*INSTRUCTION*
Copy out the whole listing below word for word, every line included, but leave the pictures out.

A block of data:
_ _ _ _

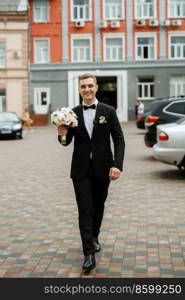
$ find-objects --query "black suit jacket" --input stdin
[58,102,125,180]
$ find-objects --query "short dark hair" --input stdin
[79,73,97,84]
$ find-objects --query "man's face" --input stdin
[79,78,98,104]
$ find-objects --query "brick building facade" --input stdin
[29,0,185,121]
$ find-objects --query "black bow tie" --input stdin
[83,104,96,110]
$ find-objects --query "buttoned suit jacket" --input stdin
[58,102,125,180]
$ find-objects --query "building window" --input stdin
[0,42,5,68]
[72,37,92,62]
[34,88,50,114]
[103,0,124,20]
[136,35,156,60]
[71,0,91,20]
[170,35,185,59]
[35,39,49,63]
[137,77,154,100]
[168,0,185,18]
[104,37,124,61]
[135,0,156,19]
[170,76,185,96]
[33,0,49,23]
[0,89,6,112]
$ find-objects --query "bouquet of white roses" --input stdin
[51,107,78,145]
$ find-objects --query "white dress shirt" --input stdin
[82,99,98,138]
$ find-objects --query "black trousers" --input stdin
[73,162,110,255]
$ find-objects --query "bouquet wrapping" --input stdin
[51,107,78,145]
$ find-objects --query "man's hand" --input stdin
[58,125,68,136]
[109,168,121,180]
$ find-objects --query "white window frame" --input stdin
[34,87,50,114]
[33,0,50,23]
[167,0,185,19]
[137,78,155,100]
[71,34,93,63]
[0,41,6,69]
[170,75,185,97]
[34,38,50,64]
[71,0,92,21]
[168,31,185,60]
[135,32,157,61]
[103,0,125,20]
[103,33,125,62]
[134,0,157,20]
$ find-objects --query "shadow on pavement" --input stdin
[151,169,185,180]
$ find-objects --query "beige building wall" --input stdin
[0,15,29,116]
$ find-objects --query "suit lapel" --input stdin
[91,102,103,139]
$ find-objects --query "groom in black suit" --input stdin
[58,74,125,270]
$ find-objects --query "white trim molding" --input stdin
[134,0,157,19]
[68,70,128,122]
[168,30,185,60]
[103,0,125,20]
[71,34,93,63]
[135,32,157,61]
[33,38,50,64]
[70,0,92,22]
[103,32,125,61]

_ _ _ _

*WRITTEN SOLUTION*
$ find-objects --query "black suit jacket" --input stdin
[58,102,125,180]
$ find-objects --query "short dark hair" --input stdin
[79,73,97,84]
$ find-objects --query "man's face" --input stdin
[79,78,98,104]
$ find-objects --query "brick building facade" --input stdin
[29,0,185,121]
$ find-objects --query "black bow tie" --input stdin
[83,104,96,110]
$ find-objects --query "buttoned suit jacket" --input stdin
[58,102,125,180]
$ find-objects --query "building window" --input stdin
[0,42,5,68]
[72,37,92,62]
[34,88,50,114]
[103,0,124,20]
[136,35,156,60]
[71,0,91,20]
[170,35,185,59]
[35,39,49,63]
[137,77,154,100]
[168,0,185,18]
[104,37,124,61]
[135,0,156,19]
[170,76,185,96]
[33,0,49,23]
[0,89,6,112]
$ find-objects --query "bouquet of white roses" --input stdin
[51,107,78,145]
$ find-objects --query "white dress shirt" --input stdin
[82,99,98,138]
$ find-objects --query "black trousers" --input stdin
[73,162,110,255]
$ find-objects --query "bouquet wrapping" --input stdin
[51,107,78,145]
$ find-objects --query "man's hand" --input stdin
[58,125,68,136]
[109,168,121,180]
$ find-objects --query "white window frame" --input stdin
[34,87,50,114]
[33,0,50,23]
[167,0,185,19]
[137,78,155,100]
[71,34,93,63]
[0,41,6,69]
[170,75,185,97]
[34,38,50,64]
[71,0,92,21]
[168,31,185,60]
[135,32,157,61]
[103,0,125,20]
[103,33,125,62]
[134,0,157,20]
$ find-objects --query "shadow on pavement" --input stdin
[151,169,185,180]
$ find-objects --query "beige building wall" --input stdin
[0,15,29,116]
$ find-objects --query "suit lapel" --input stdin
[91,102,103,139]
$ find-objects --query "groom in black suit" --input stdin
[58,74,125,270]
$ find-objects --query "white trim molding" --input stdin
[134,0,157,19]
[68,70,128,122]
[168,30,185,60]
[103,0,125,20]
[71,34,93,63]
[135,32,157,61]
[33,38,50,64]
[70,0,92,22]
[103,32,125,61]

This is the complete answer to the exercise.